## Text section:
------------------------------

Here are his postings from the field.

 July 22 at 7:13pm

Chichicastenango, El Quiche. Lots of work to do to get some of these schools back up and running. Some cannot even be seen above the mudslides.

July 26 at 7:04pm

Got the sweet deal at Piedra Santa bookstore again....20% below cost, and no tax! The entire bodega is full of tiny, yellow 8-packs of crayons, and pencils. The money you sent last week will buy sheet metal and window glass. Thanks everyone!

 July 29 at 7:02pm

Update...100 page notebooks now 24 cents apiece...my discount has been pushed from 20% to 30%. Thank you, Libreria Piedra Santa . School is in session. In the damaged schools, there are classes outside when it is not raining. In the ruined schools, I am delivering boxes of supplies...crayons, pencils, map colors, notebooks, and pens to each site...enough for 600 kids,... and they share. I have brokered a few marvelous partnerships with neighboring churches, some literally across the highway. And classes will start when I can get the boxes off the top of the chicken bus. Each basic supply crate is about US$400, and it literally opens the school. I have met in Guatemala City with the owner of an independent bookstore, so I am getting supplies tax free (30%), plus an additional 30% markdown. 100 page notebooks for less than 25 cents apiece.....cheaper than shipping, that´s for sure! I am focusing on the most need first, and the easiest to reach...it is dangerous...but I want to try to get to most of the 83 schools at least once this time.

------------------------------

## Raw records:
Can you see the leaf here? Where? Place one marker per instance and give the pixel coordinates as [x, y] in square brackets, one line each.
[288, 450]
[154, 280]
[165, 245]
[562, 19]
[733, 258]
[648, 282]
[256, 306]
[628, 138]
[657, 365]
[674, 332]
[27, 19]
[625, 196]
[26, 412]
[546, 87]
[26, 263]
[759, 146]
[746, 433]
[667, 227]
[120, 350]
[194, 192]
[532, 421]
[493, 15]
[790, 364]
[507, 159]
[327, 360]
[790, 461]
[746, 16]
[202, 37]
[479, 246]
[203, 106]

------------------------------

## Problem 1:
Could you repeat the field postings between "July 22 at 7:13pm" and "above the mudslides.", inclusive, substituting "landslides" for "mudslides"?
## Problem 2:
Which supplies do the field postings say go into the boxes being delivered to each site of the ruined schools?

## Exercise solution 1:
July 22 at 7:13pm

Chichicastenango, El Quiche. Lots of work to do to get some of these schools back up and running. Some cannot even be seen above the landslides.

## Exercise solution 2:
Crayons, pencils, map colors, notebooks, and pens.